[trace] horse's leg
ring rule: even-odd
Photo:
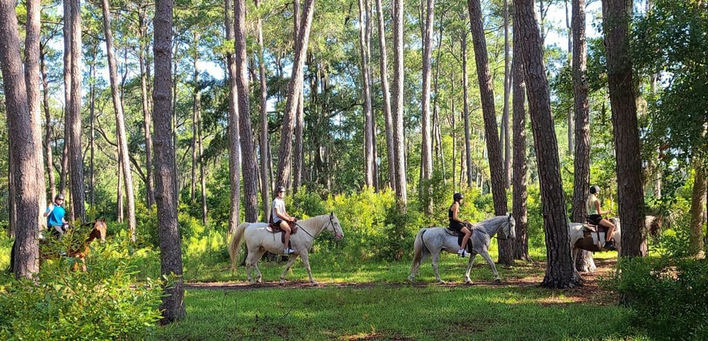
[[[310,278],[310,284],[312,285],[317,285],[317,281],[312,278],[312,270],[309,267],[309,259],[307,256],[307,250],[303,250],[300,253],[300,258],[302,258],[302,263],[305,266],[305,269],[307,270],[307,276]]]
[[[421,268],[421,264],[426,261],[430,254],[426,251],[423,251],[423,254],[421,255],[421,259],[415,260],[413,262],[413,265],[411,267],[411,274],[408,276],[409,281],[414,281],[416,280],[416,276],[418,275],[418,270]]]
[[[438,252],[434,252],[430,255],[430,258],[433,259],[433,271],[435,273],[435,279],[438,280],[438,284],[447,284],[442,279],[440,279],[440,274],[438,272],[438,262],[440,259],[440,252],[438,250]]]
[[[474,262],[474,257],[477,257],[477,254],[472,253],[469,254],[469,261],[467,262],[467,271],[464,273],[464,283],[467,284],[472,284],[472,280],[469,279],[469,272],[472,269],[472,264]]]
[[[285,274],[287,273],[287,270],[290,269],[290,267],[295,262],[296,259],[297,259],[297,255],[290,255],[290,259],[287,260],[287,264],[285,264],[285,269],[282,270],[282,274],[280,274],[281,284],[285,283]]]
[[[499,283],[501,279],[499,279],[499,273],[496,272],[496,266],[494,265],[494,260],[491,259],[491,256],[489,255],[489,252],[487,252],[486,249],[483,250],[479,255],[484,258],[487,263],[489,263],[489,267],[491,267],[491,272],[494,274],[494,281]]]
[[[253,254],[256,257],[253,259],[253,269],[256,269],[256,283],[263,283],[263,275],[261,274],[261,269],[258,269],[258,261],[261,260],[261,257],[263,257],[263,254],[266,253],[265,250],[256,249],[253,251]]]

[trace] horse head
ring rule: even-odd
[[[329,221],[327,223],[327,230],[334,235],[336,239],[344,237],[344,232],[342,231],[342,225],[339,223],[339,219],[334,214],[334,212],[329,213]]]

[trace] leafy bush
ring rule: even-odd
[[[609,281],[627,295],[630,323],[658,340],[708,340],[708,260],[620,259]]]
[[[88,272],[61,257],[44,262],[36,280],[0,286],[0,340],[144,338],[160,318],[161,281],[137,281],[126,249],[98,246]]]

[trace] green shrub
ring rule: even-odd
[[[629,323],[657,340],[708,340],[708,260],[620,259],[607,283],[624,294]]]
[[[88,272],[61,257],[44,262],[35,281],[0,286],[0,340],[139,340],[152,332],[161,281],[137,280],[127,245],[92,246]]]

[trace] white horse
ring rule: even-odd
[[[246,245],[248,246],[249,255],[246,258],[246,269],[251,283],[261,283],[263,276],[261,270],[258,269],[258,262],[263,257],[266,251],[280,254],[285,247],[282,242],[280,241],[280,233],[272,233],[266,230],[268,224],[267,223],[244,223],[239,225],[234,234],[234,237],[231,240],[231,245],[229,247],[229,254],[231,255],[232,268],[235,268],[236,258],[239,254],[239,247],[241,243],[246,239]],[[334,215],[334,213],[317,216],[316,217],[298,220],[299,229],[297,233],[290,235],[290,248],[295,252],[290,255],[290,259],[285,265],[285,269],[280,275],[280,283],[285,282],[285,273],[290,269],[292,264],[295,262],[297,256],[302,259],[302,263],[307,269],[307,275],[309,276],[310,283],[316,284],[317,282],[312,279],[312,271],[309,267],[309,259],[307,252],[312,247],[314,238],[317,237],[323,230],[326,229],[332,233],[336,239],[344,237],[344,233],[339,225],[339,219]],[[256,269],[256,281],[251,276],[251,268]]]
[[[489,267],[494,273],[494,281],[501,281],[499,273],[496,272],[496,267],[494,266],[494,261],[489,256],[489,244],[491,242],[492,236],[498,232],[501,240],[515,239],[516,232],[514,228],[515,224],[514,217],[510,213],[508,216],[492,217],[474,224],[472,229],[472,234],[469,236],[469,240],[472,242],[472,252],[469,254],[467,271],[464,273],[465,284],[472,282],[469,279],[469,271],[472,269],[472,262],[474,262],[474,257],[477,254],[481,255],[487,263],[489,263]],[[413,245],[415,253],[413,257],[413,264],[411,265],[411,274],[408,276],[409,281],[413,282],[416,280],[421,262],[430,256],[433,260],[433,270],[435,273],[435,279],[440,284],[445,284],[440,279],[440,273],[438,272],[440,251],[445,250],[457,255],[459,244],[457,242],[457,236],[452,235],[445,230],[445,228],[424,228],[418,231]]]
[[[620,218],[610,218],[609,220],[615,224],[615,233],[612,233],[612,237],[611,239],[615,243],[615,247],[617,249],[617,255],[620,255],[620,250],[622,248],[622,230],[620,227]],[[571,223],[568,225],[568,236],[570,237],[571,250],[573,250],[573,264],[575,264],[575,261],[578,258],[578,252],[580,252],[581,250],[576,247],[576,243],[578,242],[578,240],[580,240],[584,237],[583,234],[583,224],[579,223]],[[595,233],[593,233],[593,235],[595,236],[597,235]]]

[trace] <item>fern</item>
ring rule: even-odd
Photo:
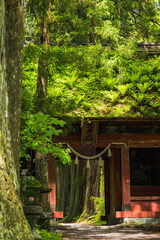
[[[128,92],[128,90],[131,88],[131,84],[125,84],[125,85],[118,85],[116,88],[118,89],[119,93],[122,96],[125,96]]]
[[[115,91],[110,91],[107,96],[107,98],[110,100],[111,103],[115,103],[118,97],[119,97],[119,92],[115,92]]]
[[[133,93],[132,96],[137,103],[143,103],[146,99],[146,95],[142,93]]]
[[[146,93],[152,89],[152,84],[150,82],[138,83],[137,88],[141,93]]]

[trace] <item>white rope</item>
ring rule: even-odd
[[[66,144],[66,145],[68,146],[68,148],[69,148],[76,156],[78,156],[78,157],[80,157],[80,158],[83,158],[83,159],[87,159],[87,160],[93,160],[93,159],[95,159],[95,158],[101,157],[101,156],[110,148],[111,145],[124,145],[124,146],[127,148],[126,143],[111,142],[111,143],[109,143],[109,144],[107,145],[107,147],[106,147],[102,152],[100,152],[100,153],[98,153],[98,154],[96,154],[96,155],[94,155],[94,156],[89,157],[89,156],[85,156],[85,155],[82,155],[82,154],[78,153],[78,152],[77,152],[74,148],[72,148],[72,147],[69,145],[69,143],[67,143],[67,142],[60,142],[60,144]]]

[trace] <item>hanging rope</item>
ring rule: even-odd
[[[74,148],[72,148],[72,147],[69,145],[69,143],[67,143],[67,142],[61,142],[60,144],[65,144],[65,145],[67,145],[68,148],[69,148],[76,156],[78,156],[78,157],[80,157],[80,158],[82,158],[82,159],[86,159],[86,160],[93,160],[93,159],[96,159],[96,158],[101,157],[107,150],[110,150],[110,146],[111,146],[111,145],[124,145],[124,146],[127,148],[126,143],[111,142],[111,143],[109,143],[109,144],[107,145],[107,147],[106,147],[102,152],[100,152],[100,153],[98,153],[98,154],[96,154],[96,155],[94,155],[94,156],[89,157],[89,156],[85,156],[85,155],[82,155],[82,154],[78,153],[78,152],[77,152]],[[110,150],[110,151],[111,151],[111,150]]]

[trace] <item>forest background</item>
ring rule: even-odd
[[[101,170],[95,162],[98,190],[87,196],[91,176],[52,136],[75,132],[74,122],[88,117],[159,116],[160,57],[137,51],[139,42],[160,40],[159,1],[28,0],[25,8],[22,168],[35,159],[30,173],[48,186],[53,154],[61,176],[58,210],[68,221],[86,218],[95,211],[90,197],[100,196]]]

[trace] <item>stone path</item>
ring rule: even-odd
[[[122,225],[58,224],[53,231],[62,233],[63,240],[160,240],[160,232],[124,229]]]

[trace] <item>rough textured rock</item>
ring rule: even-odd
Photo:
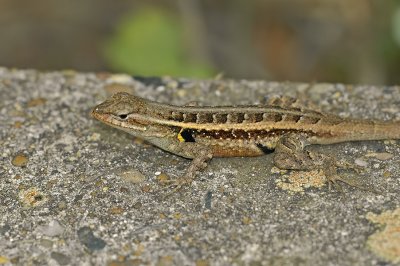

· · · ·

PROBLEM DETAILS ▸
Pick out every line of the data above that contains the string "item". Letter case counts.

ANSWER TO THIS PROBLEM ▸
[trace] <item>fern</item>
[trace] <item>white rope</item>
[trace] <item>hanging rope</item>
[trace] <item>forest background</item>
[trace] <item>stone path</item>
[trace] <item>rough textured rock</item>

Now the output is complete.